Явления постоянной “партикуляризации” мира на все большее количество “дробных областей и сегментов реальности”, отмечаемые Мартыновым вслед за А. Н. Павленко, и все большего отчуждения физического от метафизического были почти на тысячу лет преодолены реальностью Новозаветного Откровения, но затем неизбежно возобновились, что породило новый “цикл фаз” (“Новую иконосферу”, “Новую культуру” и т. д.). Откровение уходит из этого мира, оставляя после себя все более неодушевленный и пустой Универсум, что, по мнению автора, завершается переходом человечества в фазу “новой информосферы” конца второго тысячелетия от Р. Х. Мимолетное и локальное — всего лишь тысячелетнее — западноевропейское историческое Бытие имело главным своим содержанием “отчуждение Откровения”, исчерпание его потенциала. Эта идея — сердцевина концепции Мартынова, для которого существование композитора — “человека исторического”, таким образом, ограничено сравнительно кратким временем, а функция композитора есть изживание, “партикуляризация” звукового откровения — богослужебного пения, которому посвящена значительная часть книги. И здесь следует отметить, что работы Мартынова о богослужебном пении — это, на мой взгляд, лучшее, что написано у нас в настоящее время по данной теме. Для “широкого читателя” в них четко и ясно объясняются музыкальные феномены крюкового пения, а специалисты могут получить аутентичные толкования с поправкой на современное музыкантское (и не только) восприятие. С начала 80-х годов Владимир Мартынов является одним из главных пропагандистов старинного православного богослужебного пения, и его книги — свидетельство большого усердного труда: “История богослужебного пения” (М., 1994), “Пение, игра и молитва в русской богослужебно-певческой системе” (М., “Филология”, 1997), “Культура, иконосфера и богослужебное пение Московской Руси” (М., “Прогресс-Традиция”, “Русский Путь”, 2000). В новой книге Мартынов повторяет их основные идеи.

• Исходные данные:
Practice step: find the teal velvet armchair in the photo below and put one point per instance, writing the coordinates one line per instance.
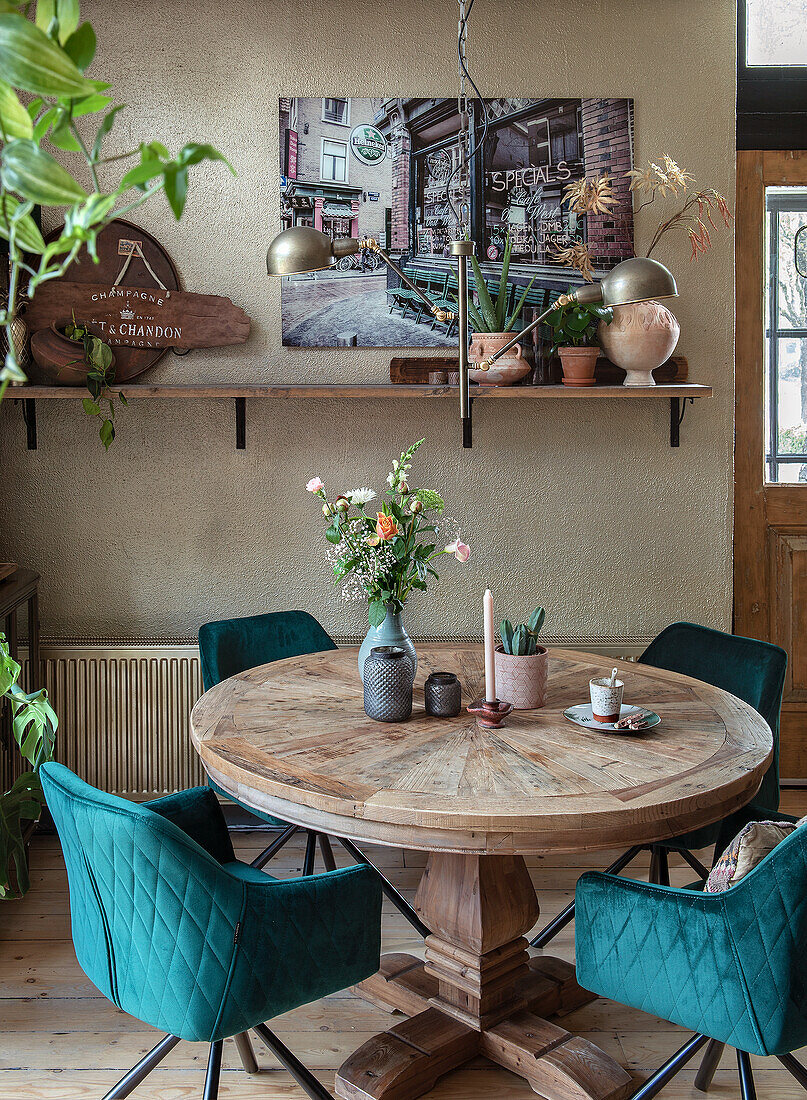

• Условие задания:
Ответьте на вопросы по тексту о концепции Мартынова:
(a) Вслед за кем Мартынов отмечает явления «партикуляризации» мира?
(b) Переходом человечества в какую фазу завершается уход Откровения из мира?
(c) В каком году и в каком издательстве вышла книга «Пение, игра и молитва в русской богослужебно-певческой системе»?

• Решение задачи:
(a) Вслед за А. Н. Павленко.
(b) Переходом в фазу «новой информосферы» конца второго тысячелетия от Р. Х.
(c) В 1997 году в издательстве «Филология» (Москва).